───── Text provided

There are few worse feelings than being sued by an employee with whom you had previously negotiated a severance or settlement agreement and learning that the release of claims that had protected you from that very eventuality is invalid. Taylor v. Progress Energy, Inc., decided last week by the Fourth Circuit, presents that very dilemma under the FMLA, and holds that no waiver of any claim or right under the FMLA is valid unless it is first approved by the Department of Labor or a court.
Section 825.200(d) of the regulations for the FMLA states: "Employees cannot waive, nor may employers induce employees to waive, their rights under FMLA." At issue in Taylor was whether 825.200(d)'s proscriptions apply to any claim under the FMLA, certain types of FMLA claims, or only future FMLA claims. First, the Court concluded that the regulation applies to all types of FMLA claims: those regarding substantive rights (i.e., denials of leave), those regarding proscriptive rights (i.e., retaliation), and those regarding remedial rights (i.e., actions to recover damages). Secondly, because there is nothing in the text of 825.200(d) that distinguishes between past and future claims, and because the word "waive" has a retrospective connotation, the regulation applies to any claim under the FMLA, past or future. The Court so ruled because of the strong policies that merit protection under the FMLA: "[W]ith respect to the FMLA, ... settlements that are cheaper than compliance would encourage noncompliance, thereby undermining the Act's purpose of imposing minimum standards for family and medical leave."
The Sixth Circuit has not addressed this issue, but at least two other courts have, with each reaching the opposite result from Taylor. The Fifth Circuit has held that section 825.200(d)'s prohibition against waivers only applies to prospective waivers of substantive rights such as rights to leave, reinstatement, etc. The Eastern District of Pennsylvania interprets 825.200(d) even more narrowly in holding that it does not prohibit an employee from waiving any past FMLA claims as part of a severance agreement or settlement.

──────────
───── Supplied records

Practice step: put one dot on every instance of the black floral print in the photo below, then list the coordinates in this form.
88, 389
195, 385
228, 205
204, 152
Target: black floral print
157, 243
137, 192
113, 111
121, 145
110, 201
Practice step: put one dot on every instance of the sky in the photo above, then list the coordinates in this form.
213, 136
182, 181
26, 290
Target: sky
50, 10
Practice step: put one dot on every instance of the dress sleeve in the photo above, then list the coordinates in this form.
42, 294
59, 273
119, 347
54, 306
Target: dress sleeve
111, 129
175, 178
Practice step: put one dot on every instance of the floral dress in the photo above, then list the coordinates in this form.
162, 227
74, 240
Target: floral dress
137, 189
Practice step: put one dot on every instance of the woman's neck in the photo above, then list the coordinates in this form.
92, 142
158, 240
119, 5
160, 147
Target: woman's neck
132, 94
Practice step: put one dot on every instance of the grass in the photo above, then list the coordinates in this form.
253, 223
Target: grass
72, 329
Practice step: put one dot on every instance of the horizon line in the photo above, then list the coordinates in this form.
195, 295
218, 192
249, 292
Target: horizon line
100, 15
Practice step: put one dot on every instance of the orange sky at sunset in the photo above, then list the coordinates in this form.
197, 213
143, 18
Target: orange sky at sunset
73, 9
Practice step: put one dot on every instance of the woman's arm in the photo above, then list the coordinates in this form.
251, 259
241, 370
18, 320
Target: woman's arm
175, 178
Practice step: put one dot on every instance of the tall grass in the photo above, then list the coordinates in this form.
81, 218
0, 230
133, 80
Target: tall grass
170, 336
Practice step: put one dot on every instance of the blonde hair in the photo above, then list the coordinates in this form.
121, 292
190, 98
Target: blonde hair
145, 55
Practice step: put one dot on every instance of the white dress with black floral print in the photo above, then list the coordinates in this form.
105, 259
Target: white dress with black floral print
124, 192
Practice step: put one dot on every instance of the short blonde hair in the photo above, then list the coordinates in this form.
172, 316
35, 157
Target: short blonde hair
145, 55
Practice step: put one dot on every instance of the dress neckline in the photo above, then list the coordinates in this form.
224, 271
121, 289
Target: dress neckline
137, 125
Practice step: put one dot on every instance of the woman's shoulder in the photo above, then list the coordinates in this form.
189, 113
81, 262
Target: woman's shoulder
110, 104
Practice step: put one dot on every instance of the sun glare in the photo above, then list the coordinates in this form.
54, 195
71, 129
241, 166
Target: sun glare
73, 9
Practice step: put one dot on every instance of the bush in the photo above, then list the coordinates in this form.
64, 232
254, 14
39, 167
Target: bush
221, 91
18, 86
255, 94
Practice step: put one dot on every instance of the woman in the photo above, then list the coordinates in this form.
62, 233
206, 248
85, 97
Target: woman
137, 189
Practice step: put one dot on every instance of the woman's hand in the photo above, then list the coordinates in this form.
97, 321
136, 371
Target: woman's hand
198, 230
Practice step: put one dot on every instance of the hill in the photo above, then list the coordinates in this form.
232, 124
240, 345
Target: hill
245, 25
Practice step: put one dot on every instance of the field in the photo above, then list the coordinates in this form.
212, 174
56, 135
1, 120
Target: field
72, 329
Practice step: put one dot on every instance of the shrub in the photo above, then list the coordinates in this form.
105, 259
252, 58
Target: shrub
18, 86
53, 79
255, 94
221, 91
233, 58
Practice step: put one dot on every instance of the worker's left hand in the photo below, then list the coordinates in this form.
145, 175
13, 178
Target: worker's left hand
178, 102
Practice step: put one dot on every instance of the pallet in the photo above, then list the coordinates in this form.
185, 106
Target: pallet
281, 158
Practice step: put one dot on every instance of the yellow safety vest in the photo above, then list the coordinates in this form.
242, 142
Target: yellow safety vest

──────────

Task details: Lift everything from "The Sixth Circuit" down to "agreement or settlement." out of the text on FMLA waivers, word for word.

Worked solution:
The Sixth Circuit has not addressed this issue, but at least two other courts have, with each reaching the opposite result from Taylor. The Fifth Circuit has held that section 825.200(d)'s prohibition against waivers only applies to prospective waivers of substantive rights such as rights to leave, reinstatement, etc. The Eastern District of Pennsylvania interprets 825.200(d) even more narrowly in holding that it does not prohibit an employee from waiving any past FMLA claims as part of a severance agreement or settlement.